• _Task directions_
Will you write out the data exactly, excluding every picture?

• _Image location labeling entries_
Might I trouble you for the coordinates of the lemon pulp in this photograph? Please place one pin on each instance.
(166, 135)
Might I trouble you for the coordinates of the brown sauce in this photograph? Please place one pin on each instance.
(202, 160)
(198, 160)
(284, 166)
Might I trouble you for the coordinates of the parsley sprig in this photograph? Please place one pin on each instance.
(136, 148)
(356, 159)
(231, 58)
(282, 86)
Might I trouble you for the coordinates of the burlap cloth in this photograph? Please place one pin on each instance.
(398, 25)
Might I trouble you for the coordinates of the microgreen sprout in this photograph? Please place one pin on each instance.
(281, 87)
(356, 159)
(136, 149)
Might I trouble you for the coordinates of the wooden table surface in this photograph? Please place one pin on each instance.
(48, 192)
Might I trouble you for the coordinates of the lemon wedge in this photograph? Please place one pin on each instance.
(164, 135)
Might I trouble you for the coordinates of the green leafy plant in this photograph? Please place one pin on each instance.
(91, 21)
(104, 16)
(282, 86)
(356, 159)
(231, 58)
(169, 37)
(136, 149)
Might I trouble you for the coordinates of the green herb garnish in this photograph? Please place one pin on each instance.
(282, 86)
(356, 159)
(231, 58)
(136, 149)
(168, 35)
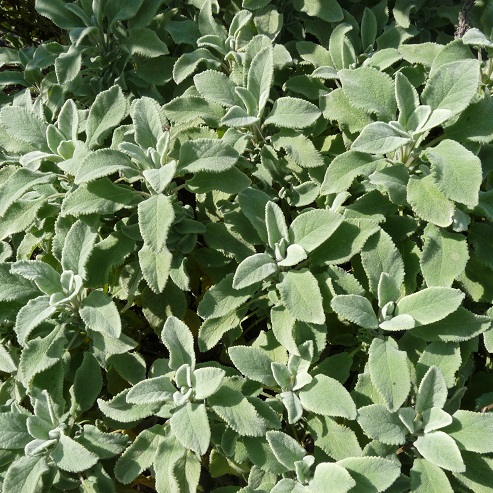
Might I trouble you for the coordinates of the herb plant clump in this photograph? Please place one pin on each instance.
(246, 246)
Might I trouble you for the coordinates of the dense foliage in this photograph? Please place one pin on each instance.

• _Solution to this problem_
Might I trouble you for the coordinates of the lemon pulp in this photograph? Please place one pin on each instance.
(166, 135)
Might I trouble you for the coordinates of the brown sauce in this photograph? Please place one pin on each instance.
(202, 160)
(198, 160)
(284, 166)
Might I trouble you for the coordinates of the parsley sprig in this photograph? Please place one pin on each instance.
(136, 148)
(356, 159)
(231, 58)
(282, 86)
Might I trouble you for the coordinates of the burlap cloth in this photograph? Please place one pin on each instance.
(398, 25)
Might I trouble you for the coordinates of the microgreen sprout in this photograph? Please place one pin on each instance.
(281, 87)
(356, 159)
(136, 149)
Might I trouble you for the coordinates of the wooden table surface in this photograph? Please place one pin on each instance.
(48, 192)
Might I trouble you for the coordinates of the lemon wedge in this photograph? Please place one pin on each instance.
(164, 135)
Might I trouble you for the coordinates of the green leafy plant in this photograph? Please place one pin on each instance.
(91, 21)
(104, 16)
(282, 86)
(356, 159)
(231, 58)
(169, 37)
(136, 149)
Might I trouble you for the coordinates of the green herb garnish in this photograph? Please place one pin on each instance.
(282, 86)
(356, 159)
(231, 58)
(136, 149)
(168, 35)
Might I trouble you for the coordinates of the herb plant clump in this photograph? Please place one pin on each instance.
(246, 246)
Might I trouble you for the coordinates of the dense foliage in this photograph? Please place one pin on each instance.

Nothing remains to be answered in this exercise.